Referring to FIG. 10, the sub-pixels SP sensed by the display panel 100 may be driven using a driving waveform equal to the driving period (N+1 frame) of the second viewing angle mode shown in FIG. 8.

Referring to FIGS. 8 and 10, the sensing sub-pixel SP is supplied with the data voltage Vdata in a white grayscale in the sampling and writing period t2 to charge the storage capacitor Cst with a driving voltage, and during the emission period t3, the driving transistor DT may light up the second emitting element EL2 through the fourth and sixth switching transistors T4, T6.

During the emission period t3, the set current Iforce may flow from the display panel 100 to the sensing circuit 600 through the second sensing path. The second sensing path is a path from the first power line 32 to the second power supply line 36 through the driving transistor DT of the sensing sub-pixel SP, the fourth and sixth switching transistors T4, T6, the second emitting element EL2, the second power supply line 36, and the circuit film COF or the like.

By detecting the voltage between the second power supply line 36 and the ground GND using the set current Iforce supplied through the second sensing path, the sensing circuit 600 may sense the electrical characteristics of the sensing sub-pixel SP reflecting the threshold voltage of the second emitting element EL2 as the sensing voltage Vsensing and convert it into sensing data SD.

The sensing voltage Vsensing sensed in the sensing circuit 600 may be a voltage reflecting all of the components of electrical characteristics included in the second sensing path such as the threshold voltage of the driving transistor DT, the threshold voltage of the fourth and sixth switching transistors T4, T6, the threshold voltage of the second emitting element EL2, and the voltage dropped by the wiring resistance RCOF of the circuit film COF, etc. For example, the sensing voltage Vsensing may be a voltage reflected by subtracting all of the voltage components of the second sensing path from the first power supply voltage ELVDD.

The timing controller 400, FIG. 1, according to one example embodiment, may calculate a second threshold voltage shift amount according to the deterioration of the second emitting element EL2 of the first sub-pixel SP by obtaining a difference between the third sensing data of the first sub-pixel SP sensed in a first area (e.g., the maximum deterioration area) and the fourth sensing data of the second sub-pixel SP sensed in a second area (e.g., the minimum deterioration area). Based on the second threshold voltage shift amount, the timing controller 400 according to one example embodiment may calculate a second compensation gain to compensate for the deterioration of the second emitting element EL2 and store it in the memory 500. It should be noted that, the maximum deterioration area and the minimum deterioration area for the first emitting element EL1 may be identical to or different from the maximum deterioration area and the minimum deterioration area for the second emitting element EL2, without being limited thereto. As an example, the maximum deterioration area and/or the minimum deterioration area may be an area including one or more sub-pixels. As an example, the maximum deterioration area and/or the minimum deterioration area may have the same size or different sizes.

#### [Recorded data]
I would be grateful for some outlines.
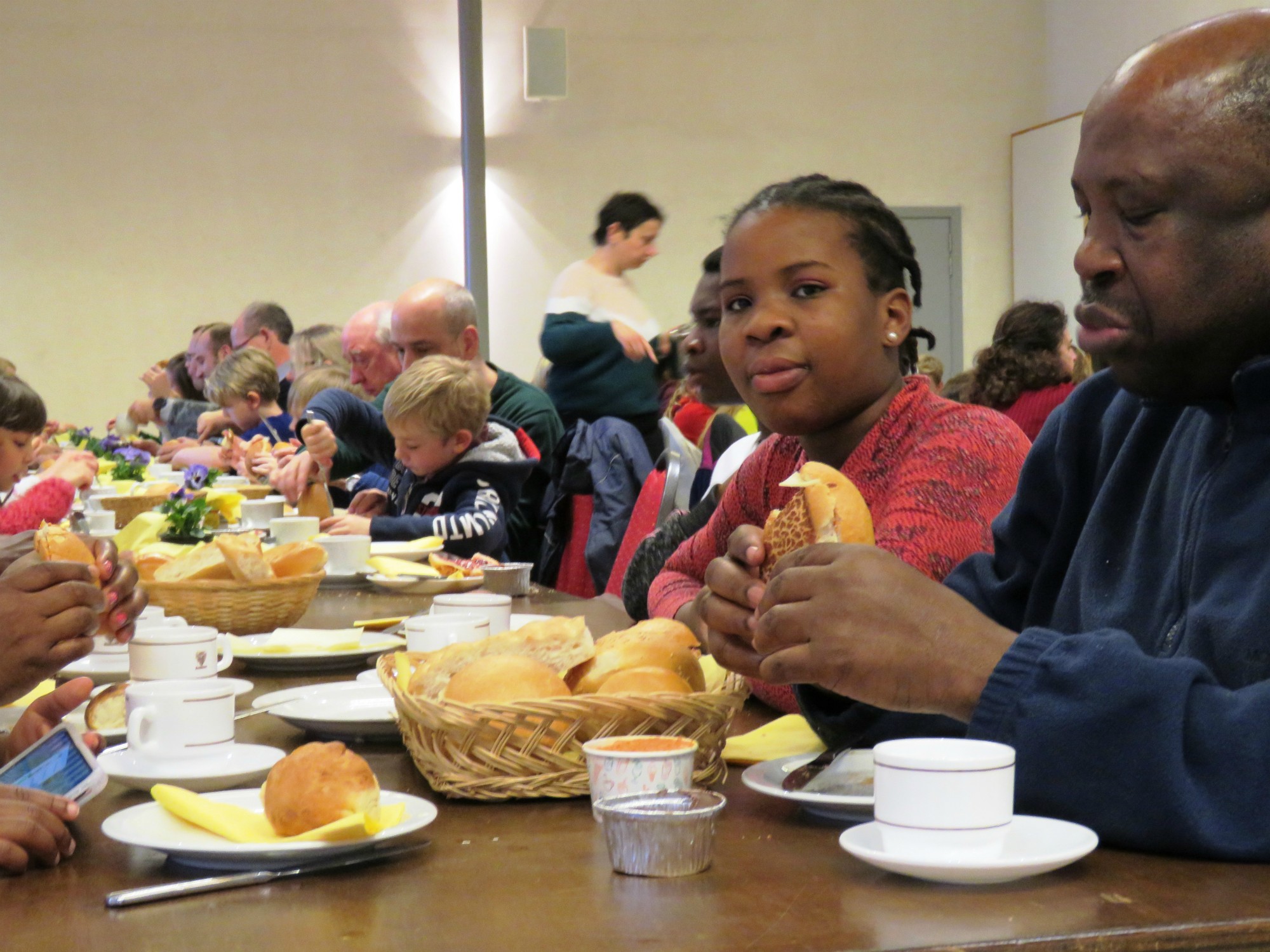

#### [Tasks]
A. From the sub-pixel sensing text, return the passage starting at "Referring to FIG." and ending at "shown in FIG. 8.".
B. Answer these questions from the sub-pixel sensing text:
(i) In which period is the sensing sub-pixel supplied with the data voltage Vdata in a white grayscale?
(ii) Through which switching transistors does the driving transistor light up the second emitting element EL2?
(iii) Where does the timing controller store the second compensation gain?

#### [Exercise results]
A.
Referring to FIG. 10, the sub-pixels SP sensed by the display panel 100 may be driven using a driving waveform equal to the driving period (N+1 frame) of the second viewing angle mode shown in FIG. 8.

B.
(i) The sampling and writing period t2.
(ii) The fourth and sixth switching transistors, T4 and T6.
(iii) In the memory 500.